> GIVEN DATA:
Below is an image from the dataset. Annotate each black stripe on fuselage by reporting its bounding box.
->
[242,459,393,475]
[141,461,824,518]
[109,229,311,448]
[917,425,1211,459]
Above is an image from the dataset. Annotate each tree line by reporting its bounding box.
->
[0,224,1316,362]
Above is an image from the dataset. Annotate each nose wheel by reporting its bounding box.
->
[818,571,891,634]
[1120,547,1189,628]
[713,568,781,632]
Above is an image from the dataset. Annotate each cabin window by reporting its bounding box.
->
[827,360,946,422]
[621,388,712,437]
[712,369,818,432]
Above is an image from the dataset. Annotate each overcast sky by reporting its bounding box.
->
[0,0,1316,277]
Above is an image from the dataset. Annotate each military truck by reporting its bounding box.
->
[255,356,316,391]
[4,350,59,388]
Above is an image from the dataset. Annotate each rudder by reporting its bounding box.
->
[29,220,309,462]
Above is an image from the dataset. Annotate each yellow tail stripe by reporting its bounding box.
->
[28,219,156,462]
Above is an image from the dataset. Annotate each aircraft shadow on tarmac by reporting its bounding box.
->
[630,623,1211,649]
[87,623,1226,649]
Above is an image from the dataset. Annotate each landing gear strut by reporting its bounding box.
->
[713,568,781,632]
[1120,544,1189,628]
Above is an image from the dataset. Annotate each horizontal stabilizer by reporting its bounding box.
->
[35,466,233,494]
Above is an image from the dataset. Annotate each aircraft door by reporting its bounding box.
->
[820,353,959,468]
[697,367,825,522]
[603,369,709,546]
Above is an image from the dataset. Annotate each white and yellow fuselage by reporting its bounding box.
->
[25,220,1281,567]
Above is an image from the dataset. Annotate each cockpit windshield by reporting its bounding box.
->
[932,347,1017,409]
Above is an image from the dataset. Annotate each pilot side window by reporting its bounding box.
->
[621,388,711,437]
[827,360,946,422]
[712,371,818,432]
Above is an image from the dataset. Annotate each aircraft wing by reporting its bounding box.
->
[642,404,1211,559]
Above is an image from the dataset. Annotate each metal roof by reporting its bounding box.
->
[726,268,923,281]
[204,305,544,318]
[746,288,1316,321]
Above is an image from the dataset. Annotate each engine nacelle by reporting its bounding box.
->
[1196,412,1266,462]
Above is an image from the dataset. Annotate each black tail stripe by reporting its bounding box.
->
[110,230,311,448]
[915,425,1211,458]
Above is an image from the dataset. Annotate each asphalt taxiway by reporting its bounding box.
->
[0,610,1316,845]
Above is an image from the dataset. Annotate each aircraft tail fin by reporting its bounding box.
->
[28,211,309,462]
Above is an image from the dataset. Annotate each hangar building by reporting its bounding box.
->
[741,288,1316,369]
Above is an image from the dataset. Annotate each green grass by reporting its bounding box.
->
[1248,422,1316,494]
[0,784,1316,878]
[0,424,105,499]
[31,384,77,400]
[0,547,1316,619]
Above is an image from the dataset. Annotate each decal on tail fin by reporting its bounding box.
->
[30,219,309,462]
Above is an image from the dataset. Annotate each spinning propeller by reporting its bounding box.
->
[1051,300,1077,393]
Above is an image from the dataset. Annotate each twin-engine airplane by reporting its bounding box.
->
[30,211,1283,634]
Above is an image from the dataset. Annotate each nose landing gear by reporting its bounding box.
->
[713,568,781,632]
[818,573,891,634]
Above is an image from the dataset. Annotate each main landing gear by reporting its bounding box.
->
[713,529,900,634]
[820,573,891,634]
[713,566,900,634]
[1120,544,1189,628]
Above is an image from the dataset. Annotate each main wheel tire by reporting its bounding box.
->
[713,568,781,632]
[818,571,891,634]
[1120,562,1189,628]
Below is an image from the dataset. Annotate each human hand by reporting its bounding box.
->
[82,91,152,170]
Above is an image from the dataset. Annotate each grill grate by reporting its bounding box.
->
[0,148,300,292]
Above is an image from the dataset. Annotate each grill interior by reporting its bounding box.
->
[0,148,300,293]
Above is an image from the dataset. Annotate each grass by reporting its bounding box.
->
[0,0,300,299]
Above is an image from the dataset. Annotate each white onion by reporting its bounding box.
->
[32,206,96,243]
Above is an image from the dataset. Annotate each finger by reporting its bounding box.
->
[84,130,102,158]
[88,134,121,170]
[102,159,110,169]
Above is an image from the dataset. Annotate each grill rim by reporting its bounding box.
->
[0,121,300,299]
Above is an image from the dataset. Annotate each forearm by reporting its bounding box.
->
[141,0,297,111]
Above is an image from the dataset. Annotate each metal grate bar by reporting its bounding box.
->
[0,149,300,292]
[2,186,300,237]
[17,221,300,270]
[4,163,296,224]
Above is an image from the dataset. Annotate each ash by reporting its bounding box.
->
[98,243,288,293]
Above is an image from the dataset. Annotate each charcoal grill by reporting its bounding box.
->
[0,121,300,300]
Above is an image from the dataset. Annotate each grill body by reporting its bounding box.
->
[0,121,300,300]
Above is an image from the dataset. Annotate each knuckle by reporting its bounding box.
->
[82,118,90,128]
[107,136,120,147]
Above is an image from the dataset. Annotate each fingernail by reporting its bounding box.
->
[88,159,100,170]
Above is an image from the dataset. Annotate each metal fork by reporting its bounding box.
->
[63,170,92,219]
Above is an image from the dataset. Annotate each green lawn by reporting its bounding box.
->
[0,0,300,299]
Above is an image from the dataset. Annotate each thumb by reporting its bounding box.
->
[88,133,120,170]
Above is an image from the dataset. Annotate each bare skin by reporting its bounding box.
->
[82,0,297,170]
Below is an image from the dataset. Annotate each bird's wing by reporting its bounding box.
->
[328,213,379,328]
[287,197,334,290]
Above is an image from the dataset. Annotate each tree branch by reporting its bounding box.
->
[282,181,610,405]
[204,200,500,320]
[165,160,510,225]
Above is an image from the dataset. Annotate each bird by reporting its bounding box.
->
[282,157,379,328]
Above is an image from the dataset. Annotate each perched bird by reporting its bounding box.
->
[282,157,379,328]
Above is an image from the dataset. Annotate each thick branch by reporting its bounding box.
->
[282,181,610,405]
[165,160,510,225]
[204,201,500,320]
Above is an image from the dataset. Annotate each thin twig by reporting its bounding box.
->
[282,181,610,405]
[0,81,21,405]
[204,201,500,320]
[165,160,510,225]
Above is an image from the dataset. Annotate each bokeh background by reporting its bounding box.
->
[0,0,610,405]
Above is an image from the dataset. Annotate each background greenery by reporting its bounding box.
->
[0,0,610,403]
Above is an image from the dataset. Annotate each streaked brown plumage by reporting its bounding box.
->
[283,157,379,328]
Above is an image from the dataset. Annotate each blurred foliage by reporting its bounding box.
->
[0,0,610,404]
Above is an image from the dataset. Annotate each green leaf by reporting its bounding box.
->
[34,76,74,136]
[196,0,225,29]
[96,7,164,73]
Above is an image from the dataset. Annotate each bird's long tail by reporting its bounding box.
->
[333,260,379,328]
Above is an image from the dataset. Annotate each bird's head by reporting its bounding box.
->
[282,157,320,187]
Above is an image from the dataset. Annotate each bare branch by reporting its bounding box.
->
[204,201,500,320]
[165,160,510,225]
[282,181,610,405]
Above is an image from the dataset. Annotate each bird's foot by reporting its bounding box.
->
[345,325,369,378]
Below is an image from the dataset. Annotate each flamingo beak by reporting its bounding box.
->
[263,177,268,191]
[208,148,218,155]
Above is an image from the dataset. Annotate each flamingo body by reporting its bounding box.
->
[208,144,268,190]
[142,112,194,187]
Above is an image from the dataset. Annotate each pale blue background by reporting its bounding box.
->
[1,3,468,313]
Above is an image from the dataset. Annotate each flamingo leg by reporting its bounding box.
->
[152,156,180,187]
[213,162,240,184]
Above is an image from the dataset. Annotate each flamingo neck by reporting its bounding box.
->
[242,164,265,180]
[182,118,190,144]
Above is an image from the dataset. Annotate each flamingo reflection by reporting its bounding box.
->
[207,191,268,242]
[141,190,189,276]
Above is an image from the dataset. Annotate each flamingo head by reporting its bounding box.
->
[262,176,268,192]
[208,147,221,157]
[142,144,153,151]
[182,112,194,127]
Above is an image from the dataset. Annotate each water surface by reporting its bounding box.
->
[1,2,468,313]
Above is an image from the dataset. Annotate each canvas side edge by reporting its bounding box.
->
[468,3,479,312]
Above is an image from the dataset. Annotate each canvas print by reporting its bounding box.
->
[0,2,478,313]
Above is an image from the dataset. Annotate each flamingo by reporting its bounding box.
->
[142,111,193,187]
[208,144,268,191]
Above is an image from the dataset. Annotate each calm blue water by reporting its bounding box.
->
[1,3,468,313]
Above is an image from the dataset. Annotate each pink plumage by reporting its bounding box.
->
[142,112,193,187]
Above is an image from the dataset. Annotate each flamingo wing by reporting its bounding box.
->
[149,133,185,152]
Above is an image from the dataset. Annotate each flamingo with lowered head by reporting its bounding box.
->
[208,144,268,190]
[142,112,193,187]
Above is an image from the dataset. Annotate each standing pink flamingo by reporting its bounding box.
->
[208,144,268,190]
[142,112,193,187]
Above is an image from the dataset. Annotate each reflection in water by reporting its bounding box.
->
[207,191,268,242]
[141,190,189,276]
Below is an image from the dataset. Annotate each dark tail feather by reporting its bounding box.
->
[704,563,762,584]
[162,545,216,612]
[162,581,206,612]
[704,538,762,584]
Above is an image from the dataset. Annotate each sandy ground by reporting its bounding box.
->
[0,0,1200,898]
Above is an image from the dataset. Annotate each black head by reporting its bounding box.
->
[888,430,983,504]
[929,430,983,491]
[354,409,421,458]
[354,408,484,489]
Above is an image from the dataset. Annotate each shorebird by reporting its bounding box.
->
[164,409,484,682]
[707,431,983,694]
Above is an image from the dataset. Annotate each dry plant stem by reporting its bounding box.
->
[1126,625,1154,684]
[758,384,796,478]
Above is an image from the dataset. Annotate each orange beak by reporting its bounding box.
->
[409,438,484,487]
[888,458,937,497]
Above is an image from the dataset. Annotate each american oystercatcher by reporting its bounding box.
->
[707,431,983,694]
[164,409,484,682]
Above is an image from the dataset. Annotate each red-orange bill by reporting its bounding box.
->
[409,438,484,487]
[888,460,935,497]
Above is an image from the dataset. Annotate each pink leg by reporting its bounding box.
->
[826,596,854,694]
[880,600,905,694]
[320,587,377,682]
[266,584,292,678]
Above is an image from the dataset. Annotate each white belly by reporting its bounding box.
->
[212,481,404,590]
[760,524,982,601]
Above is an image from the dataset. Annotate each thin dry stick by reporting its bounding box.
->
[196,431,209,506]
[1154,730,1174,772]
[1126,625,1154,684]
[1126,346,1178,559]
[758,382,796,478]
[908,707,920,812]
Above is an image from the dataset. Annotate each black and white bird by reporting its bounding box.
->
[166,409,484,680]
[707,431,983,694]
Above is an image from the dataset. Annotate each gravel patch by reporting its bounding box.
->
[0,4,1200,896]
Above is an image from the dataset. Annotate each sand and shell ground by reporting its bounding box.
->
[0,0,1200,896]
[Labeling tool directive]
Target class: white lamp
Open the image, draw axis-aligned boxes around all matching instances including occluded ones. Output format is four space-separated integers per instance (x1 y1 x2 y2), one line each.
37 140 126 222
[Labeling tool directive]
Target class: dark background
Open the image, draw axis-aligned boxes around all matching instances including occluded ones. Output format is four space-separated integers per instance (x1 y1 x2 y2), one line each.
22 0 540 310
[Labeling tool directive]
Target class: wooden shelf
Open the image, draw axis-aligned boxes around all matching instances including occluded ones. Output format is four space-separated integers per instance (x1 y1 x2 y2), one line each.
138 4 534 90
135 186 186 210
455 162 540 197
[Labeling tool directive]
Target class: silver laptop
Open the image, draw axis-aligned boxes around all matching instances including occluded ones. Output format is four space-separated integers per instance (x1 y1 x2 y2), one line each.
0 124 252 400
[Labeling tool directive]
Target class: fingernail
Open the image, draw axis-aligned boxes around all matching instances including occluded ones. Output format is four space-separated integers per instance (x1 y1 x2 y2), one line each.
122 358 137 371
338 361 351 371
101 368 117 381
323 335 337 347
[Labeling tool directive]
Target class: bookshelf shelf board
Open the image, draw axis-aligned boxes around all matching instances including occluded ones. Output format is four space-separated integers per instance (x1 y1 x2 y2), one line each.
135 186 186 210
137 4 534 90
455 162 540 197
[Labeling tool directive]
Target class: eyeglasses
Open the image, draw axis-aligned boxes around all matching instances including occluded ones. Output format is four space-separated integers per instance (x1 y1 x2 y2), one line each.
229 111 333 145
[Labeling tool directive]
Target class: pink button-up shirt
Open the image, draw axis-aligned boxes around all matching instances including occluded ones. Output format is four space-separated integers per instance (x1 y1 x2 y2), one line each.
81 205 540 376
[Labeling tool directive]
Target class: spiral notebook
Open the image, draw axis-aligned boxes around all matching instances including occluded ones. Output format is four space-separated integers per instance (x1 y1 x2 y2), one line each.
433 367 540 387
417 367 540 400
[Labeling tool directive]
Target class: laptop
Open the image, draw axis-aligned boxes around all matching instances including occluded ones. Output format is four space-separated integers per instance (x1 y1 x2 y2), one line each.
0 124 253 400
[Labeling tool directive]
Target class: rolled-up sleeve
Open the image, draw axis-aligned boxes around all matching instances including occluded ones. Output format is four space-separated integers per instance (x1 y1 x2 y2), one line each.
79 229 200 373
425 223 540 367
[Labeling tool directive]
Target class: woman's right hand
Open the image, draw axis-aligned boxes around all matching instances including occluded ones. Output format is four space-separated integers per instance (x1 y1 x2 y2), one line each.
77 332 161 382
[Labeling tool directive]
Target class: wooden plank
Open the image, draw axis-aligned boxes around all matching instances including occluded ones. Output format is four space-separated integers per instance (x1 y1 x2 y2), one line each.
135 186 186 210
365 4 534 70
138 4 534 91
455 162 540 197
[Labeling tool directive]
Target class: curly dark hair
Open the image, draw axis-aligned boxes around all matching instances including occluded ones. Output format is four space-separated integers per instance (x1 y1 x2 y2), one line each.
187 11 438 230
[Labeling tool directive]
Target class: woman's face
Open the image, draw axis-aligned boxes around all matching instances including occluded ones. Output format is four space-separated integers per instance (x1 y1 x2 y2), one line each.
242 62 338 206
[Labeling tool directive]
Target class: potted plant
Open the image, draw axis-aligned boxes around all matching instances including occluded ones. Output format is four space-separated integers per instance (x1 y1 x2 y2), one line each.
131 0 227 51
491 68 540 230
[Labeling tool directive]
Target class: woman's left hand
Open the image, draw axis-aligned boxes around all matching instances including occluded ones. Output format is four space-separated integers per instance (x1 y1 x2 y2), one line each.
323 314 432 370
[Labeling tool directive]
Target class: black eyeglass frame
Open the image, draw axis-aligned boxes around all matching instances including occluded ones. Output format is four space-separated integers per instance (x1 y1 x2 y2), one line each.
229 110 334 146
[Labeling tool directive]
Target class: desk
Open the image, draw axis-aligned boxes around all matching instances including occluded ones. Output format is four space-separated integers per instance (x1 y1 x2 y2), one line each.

> OBJECTIVE: Reproduce the stretch of the listing above from the line containing "Above is an image from the dataset. Annotate each dry" through the line containing "[888,458,937,497]", both included, copying each line character for character.

> OUTPUT BELOW:
Above is an image from the dataset. Annotate each dry plant stem by reporting its bounding box.
->
[1126,625,1154,684]
[758,384,796,478]
Above is an image from the dataset. Annotate each orange beak by reporting its bounding box.
->
[409,438,484,487]
[888,458,937,497]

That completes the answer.